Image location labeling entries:
— Start —

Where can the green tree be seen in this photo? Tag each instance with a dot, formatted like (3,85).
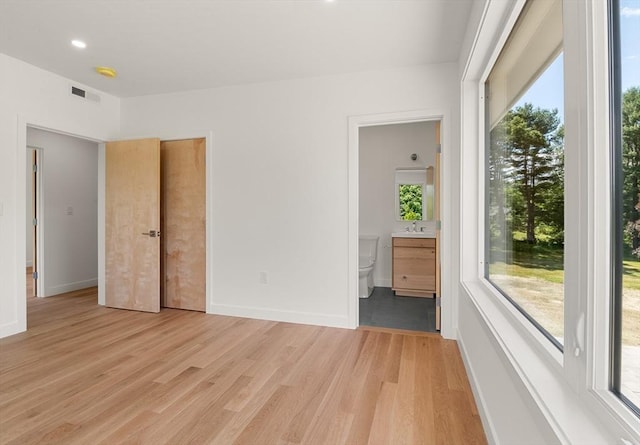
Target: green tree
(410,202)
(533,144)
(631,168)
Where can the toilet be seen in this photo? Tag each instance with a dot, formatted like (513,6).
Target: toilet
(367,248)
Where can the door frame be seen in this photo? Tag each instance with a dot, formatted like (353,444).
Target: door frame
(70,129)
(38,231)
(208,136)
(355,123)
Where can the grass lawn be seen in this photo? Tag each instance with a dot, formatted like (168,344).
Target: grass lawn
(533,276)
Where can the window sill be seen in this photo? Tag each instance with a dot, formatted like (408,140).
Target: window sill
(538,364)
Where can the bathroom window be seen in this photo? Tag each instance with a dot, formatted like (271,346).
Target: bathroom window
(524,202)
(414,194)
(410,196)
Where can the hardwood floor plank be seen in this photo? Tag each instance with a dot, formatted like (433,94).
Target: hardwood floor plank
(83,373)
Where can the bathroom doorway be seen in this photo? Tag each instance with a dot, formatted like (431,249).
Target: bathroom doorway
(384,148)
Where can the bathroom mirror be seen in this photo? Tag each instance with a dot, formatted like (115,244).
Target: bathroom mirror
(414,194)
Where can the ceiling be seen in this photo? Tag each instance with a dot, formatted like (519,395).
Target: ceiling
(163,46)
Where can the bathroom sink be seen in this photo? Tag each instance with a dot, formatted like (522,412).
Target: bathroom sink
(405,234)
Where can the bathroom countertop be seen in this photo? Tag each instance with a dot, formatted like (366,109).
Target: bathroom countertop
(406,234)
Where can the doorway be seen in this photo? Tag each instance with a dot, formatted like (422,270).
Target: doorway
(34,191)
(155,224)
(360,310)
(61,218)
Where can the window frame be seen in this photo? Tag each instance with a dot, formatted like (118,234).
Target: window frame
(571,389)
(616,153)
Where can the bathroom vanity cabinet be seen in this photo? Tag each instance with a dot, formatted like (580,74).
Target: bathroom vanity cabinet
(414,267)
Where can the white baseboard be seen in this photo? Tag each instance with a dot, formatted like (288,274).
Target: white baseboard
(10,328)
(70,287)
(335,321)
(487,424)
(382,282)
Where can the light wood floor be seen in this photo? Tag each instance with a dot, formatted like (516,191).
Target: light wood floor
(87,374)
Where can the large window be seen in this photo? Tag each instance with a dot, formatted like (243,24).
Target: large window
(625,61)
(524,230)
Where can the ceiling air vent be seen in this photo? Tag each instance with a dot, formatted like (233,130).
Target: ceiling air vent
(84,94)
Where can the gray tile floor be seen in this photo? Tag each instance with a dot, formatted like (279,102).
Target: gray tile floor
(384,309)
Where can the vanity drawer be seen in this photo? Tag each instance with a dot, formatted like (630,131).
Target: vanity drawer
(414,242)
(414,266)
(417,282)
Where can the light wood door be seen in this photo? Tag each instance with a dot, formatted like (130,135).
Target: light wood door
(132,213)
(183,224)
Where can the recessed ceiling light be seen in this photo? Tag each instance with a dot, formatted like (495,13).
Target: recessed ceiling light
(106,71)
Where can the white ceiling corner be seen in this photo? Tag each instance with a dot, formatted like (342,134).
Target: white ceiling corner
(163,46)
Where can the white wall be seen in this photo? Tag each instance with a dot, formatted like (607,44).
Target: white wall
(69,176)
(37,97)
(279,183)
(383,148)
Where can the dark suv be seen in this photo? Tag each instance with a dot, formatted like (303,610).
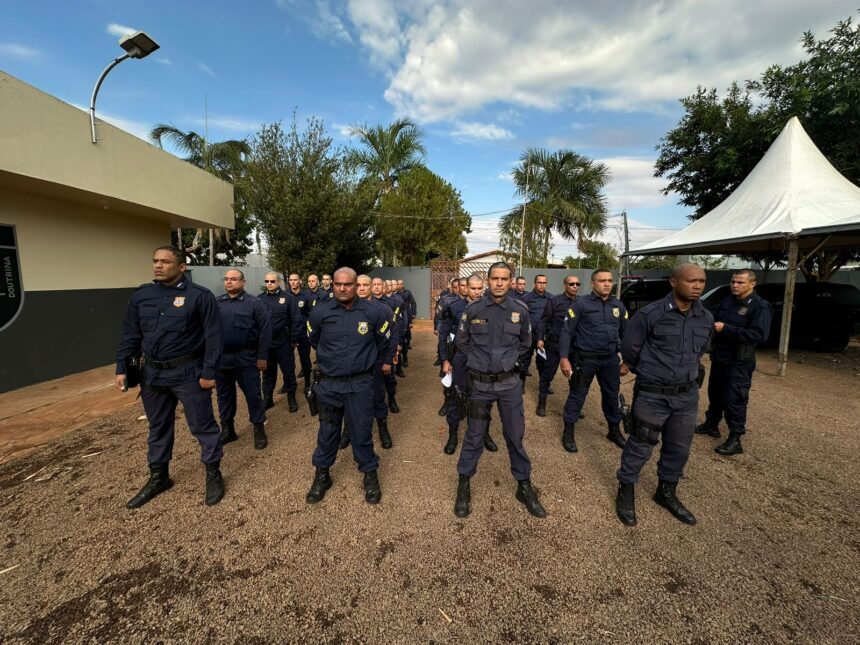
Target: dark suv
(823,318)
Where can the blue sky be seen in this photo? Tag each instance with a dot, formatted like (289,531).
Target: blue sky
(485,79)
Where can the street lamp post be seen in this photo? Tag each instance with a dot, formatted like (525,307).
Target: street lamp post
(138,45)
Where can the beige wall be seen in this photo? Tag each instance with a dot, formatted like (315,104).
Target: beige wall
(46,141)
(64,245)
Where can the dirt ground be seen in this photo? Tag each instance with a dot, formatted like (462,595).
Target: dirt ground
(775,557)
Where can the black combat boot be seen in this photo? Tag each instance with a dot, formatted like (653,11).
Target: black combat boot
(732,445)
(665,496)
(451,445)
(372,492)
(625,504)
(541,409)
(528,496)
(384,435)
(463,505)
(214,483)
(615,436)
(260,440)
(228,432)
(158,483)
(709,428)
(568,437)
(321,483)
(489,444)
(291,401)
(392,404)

— End —
— Start —

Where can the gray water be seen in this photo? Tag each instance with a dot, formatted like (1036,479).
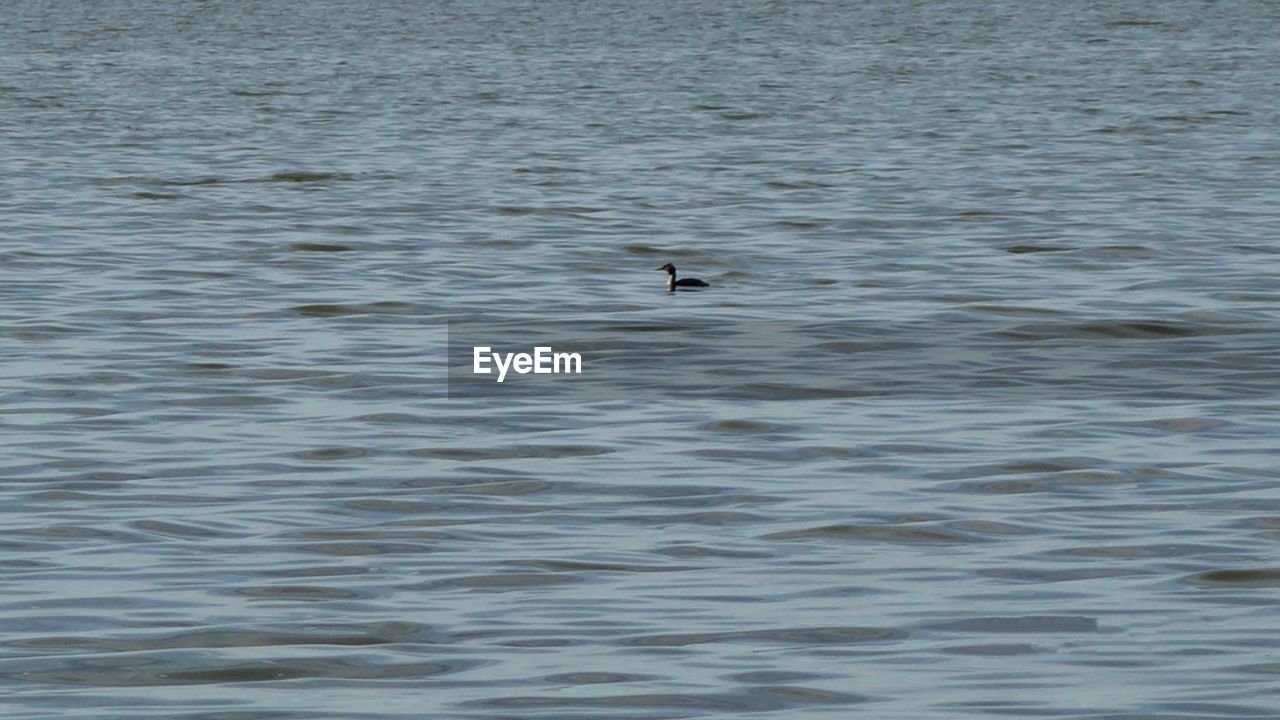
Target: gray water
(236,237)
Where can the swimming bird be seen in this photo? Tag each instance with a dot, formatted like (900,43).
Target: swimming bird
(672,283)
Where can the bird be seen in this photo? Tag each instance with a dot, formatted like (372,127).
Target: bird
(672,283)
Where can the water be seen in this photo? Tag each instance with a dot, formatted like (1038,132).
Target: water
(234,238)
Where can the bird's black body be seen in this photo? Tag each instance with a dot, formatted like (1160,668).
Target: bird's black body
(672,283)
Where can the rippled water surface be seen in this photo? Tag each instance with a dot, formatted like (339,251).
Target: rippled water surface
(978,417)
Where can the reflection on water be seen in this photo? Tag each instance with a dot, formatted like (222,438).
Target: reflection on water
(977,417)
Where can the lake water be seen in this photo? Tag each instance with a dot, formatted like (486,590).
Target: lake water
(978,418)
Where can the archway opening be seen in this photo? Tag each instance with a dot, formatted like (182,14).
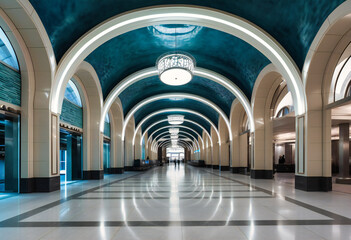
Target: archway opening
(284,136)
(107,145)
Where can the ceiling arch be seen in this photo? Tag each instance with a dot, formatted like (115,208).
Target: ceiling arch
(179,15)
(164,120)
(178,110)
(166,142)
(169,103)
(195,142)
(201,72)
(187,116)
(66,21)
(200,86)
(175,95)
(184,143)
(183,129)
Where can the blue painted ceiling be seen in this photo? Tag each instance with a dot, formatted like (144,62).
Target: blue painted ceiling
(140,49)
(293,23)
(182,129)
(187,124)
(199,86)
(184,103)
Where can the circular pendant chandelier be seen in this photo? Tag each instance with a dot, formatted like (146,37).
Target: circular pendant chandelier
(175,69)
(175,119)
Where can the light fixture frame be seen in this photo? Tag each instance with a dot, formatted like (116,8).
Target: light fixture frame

— End —

Instructions to follow
Copy the lines of the listing above, from the line holding "Where can the archway" through the line holding "Target: light fixture frame", inclusive. Leave the pictures out of your copy.

Expected answer
Where can the archway opening be seen in this photo? Tag each instance with a dot, formatted like (182,14).
Target: archway opening
(284,136)
(107,145)
Where can the ceiling arch be seen in this photo? Tag each instance with a dot, formatted like (115,208).
Target: ceiling arch
(179,15)
(164,120)
(178,110)
(166,142)
(169,103)
(195,142)
(201,72)
(187,116)
(66,21)
(200,86)
(175,95)
(184,143)
(183,129)
Where can the blue painted ceiling be seen in this photo? Tag each instance with a dot, formatted like (144,62).
Target: blue painted ceiling
(140,49)
(293,23)
(182,129)
(187,124)
(199,86)
(184,103)
Where can the circular pendant chandelier be seen in this photo? Tag each instance with a dot, formatted like (146,37).
Target: circular pendant chandelier
(175,69)
(175,119)
Where can the light fixture frame be seen in this photo? Tag each instance with a dot, formatted like (116,8).
Target: light fixture frame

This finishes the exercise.